Selasa, 25 Agustus 2015

Mahfud MD: KPK Ad Hoc



KPK Ad Hoc
Oleh: Moh Mahfud MD

Pernyataan Presiden Kelima Republik Indonesia Megawati Soekarnoputri memancing kontroversi. Di depan Sidang Majelis Permusyawaratan Rakyat (MPR) pada 18 Agustus 2015 kemarin Megawati menyatakan KPK bersifat ad hoc dan dalam keadaan tertentu harus dibubarkan. Hampir semua media massa memberitakan dengan bumbu opininya dan dunia media sosial beramai-ramai menanggapi dengan kontroversi. Sebenarnya pernyataan Megawati itu normatif saja, tidak ada yang salah dengannya.

Tetapi banyak yang mengkritik dan melihat pernyataan itu sebagai ekspresi ketidaksukaan terhadap KPK dan Presiden Kelima itu ingin membubarkannya. Beritanya menjadi seksi karena di tengah-tengah masyarakat ada yang berpendapat, tak ada hukum yang mengatakan bahwa KPK itu ad hoc, bahkan ada yang mengusulkannya agar KPK dimasukkan secara resmi ke dalam konstitusi supaya menjadi lebih kuat.

Kritik atas pernyataan Megawati terprovokasi juga oleh penulisan judul berita oleh media massa secara bombastis, tidak menggambarkan keutuhan substansi masalah yang dikemukakan oleh Megawati. Misalnya, ada yang menulis judul berita, ”Megawati: Bubarkan KPK”.

Sesungguhnya substansi yang dikemukakan Megawati tidak seperti tergambar dalam judul yang seperti itu. Megawati tidak salah ketika mengatakan KPK merupakan lembaga ad hoc, lembaga khusus yang bersifat sementara. Saya sendiri berpendapat, berdasar latar belakang sejarah dan dasar hukum kelahirannya KPK memang bisa ditafsirkan sebagai lembaga ad hoc.

Saya katakan itu, misalnya, saat tampil di program Mata Najwa akhir 2013 bersama ICW dan pimpinan KPK yang, antara lain, diwakili oleh Busyro Muqoddas dan Bambang Widjojanto. Sejarah dibentuknya KPK itu memang memberi tafsir historis bahwa KPK dimaksudkan sebagai lembaga ad hoc dengan tugas sebagai trigger mechanism dalam pemberantasan korupsi.

Data Tersimpan:
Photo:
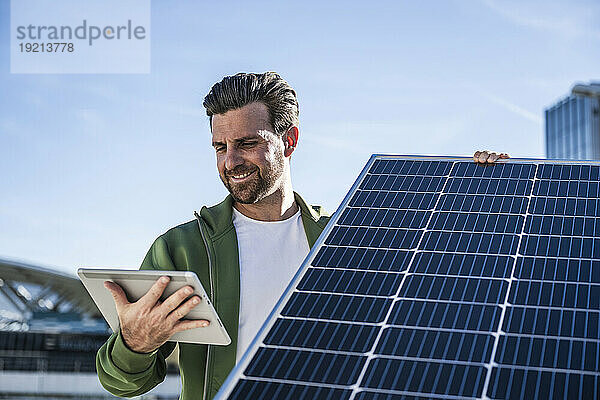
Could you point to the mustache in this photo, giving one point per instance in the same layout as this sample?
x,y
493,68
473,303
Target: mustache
x,y
238,171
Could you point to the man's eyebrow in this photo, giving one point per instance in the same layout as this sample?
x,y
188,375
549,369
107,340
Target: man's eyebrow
x,y
240,140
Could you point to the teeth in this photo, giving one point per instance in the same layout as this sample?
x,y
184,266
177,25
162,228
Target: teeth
x,y
241,176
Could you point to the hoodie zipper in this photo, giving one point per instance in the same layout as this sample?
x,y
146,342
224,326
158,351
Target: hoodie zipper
x,y
208,351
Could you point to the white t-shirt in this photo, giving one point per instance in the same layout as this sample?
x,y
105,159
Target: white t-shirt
x,y
270,255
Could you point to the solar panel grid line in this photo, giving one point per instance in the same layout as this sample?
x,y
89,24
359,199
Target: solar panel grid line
x,y
393,395
315,350
371,354
492,364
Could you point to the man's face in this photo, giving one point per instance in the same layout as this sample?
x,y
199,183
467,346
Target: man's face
x,y
250,157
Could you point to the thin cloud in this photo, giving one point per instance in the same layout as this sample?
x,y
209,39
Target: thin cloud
x,y
568,20
515,109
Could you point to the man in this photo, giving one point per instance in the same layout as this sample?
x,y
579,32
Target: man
x,y
245,250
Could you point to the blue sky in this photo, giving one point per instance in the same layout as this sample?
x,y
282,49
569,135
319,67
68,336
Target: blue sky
x,y
94,167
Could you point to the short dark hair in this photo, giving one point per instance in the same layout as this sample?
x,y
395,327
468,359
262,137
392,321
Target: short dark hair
x,y
269,88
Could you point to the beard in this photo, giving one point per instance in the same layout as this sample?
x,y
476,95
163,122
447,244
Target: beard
x,y
260,184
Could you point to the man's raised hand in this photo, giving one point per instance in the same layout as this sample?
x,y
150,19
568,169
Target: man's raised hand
x,y
147,323
488,157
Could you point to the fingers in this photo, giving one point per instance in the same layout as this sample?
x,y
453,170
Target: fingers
x,y
483,156
118,294
190,324
153,295
174,300
488,157
185,308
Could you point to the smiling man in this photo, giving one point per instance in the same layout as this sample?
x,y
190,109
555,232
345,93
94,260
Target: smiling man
x,y
245,250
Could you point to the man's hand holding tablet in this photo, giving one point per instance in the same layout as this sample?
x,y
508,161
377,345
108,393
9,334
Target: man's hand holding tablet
x,y
148,323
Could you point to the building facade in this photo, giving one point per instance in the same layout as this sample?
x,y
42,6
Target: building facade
x,y
573,125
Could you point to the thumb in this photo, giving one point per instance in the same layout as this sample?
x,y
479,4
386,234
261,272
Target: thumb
x,y
117,293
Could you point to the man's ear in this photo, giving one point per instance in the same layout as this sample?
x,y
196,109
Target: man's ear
x,y
290,140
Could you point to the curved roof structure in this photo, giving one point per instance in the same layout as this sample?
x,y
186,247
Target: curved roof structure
x,y
30,292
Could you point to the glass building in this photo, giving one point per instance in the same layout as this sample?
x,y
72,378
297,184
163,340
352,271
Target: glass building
x,y
573,125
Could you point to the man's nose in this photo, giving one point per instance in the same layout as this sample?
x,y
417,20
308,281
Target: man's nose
x,y
232,159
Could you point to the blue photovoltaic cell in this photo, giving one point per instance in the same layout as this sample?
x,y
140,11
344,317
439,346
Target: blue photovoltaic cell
x,y
440,278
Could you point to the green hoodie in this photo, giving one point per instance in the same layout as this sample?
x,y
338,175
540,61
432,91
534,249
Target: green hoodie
x,y
208,247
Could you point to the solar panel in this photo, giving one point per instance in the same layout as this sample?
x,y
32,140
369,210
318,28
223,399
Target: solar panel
x,y
440,278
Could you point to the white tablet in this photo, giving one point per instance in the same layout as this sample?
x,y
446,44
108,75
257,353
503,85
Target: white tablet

Tugas yang Diberikan: Perbarui bagian artikel tentang KPK ad hoc yang dimulai dengan "Pernyataan Presiden Kelima" dan berlanjut sampai "menjadi lebih kuat.", lalu tuliskan kembali bagian itu dengan mengganti "media sosial" menjadi "jejaring sosial". Kerjakan semata-mata berdasarkan artikel tentang KPK ad hoc.

Jawaban Soal:
Pernyataan Presiden Kelima Republik Indonesia Megawati Soekarnoputri memancing kontroversi. Di depan Sidang Majelis Permusyawaratan Rakyat (MPR) pada 18 Agustus 2015 kemarin Megawati menyatakan KPK bersifat ad hoc dan dalam keadaan tertentu harus dibubarkan. Hampir semua media massa memberitakan dengan bumbu opininya dan dunia jejaring sosial beramai-ramai menanggapi dengan kontroversi. Sebenarnya pernyataan Megawati itu normatif saja, tidak ada yang salah dengannya.

Tetapi banyak yang mengkritik dan melihat pernyataan itu sebagai ekspresi ketidaksukaan terhadap KPK dan Presiden Kelima itu ingin membubarkannya. Beritanya menjadi seksi karena di tengah-tengah masyarakat ada yang berpendapat, tak ada hukum yang mengatakan bahwa KPK itu ad hoc, bahkan ada yang mengusulkannya agar KPK dimasukkan secara resmi ke dalam konstitusi supaya menjadi lebih kuat.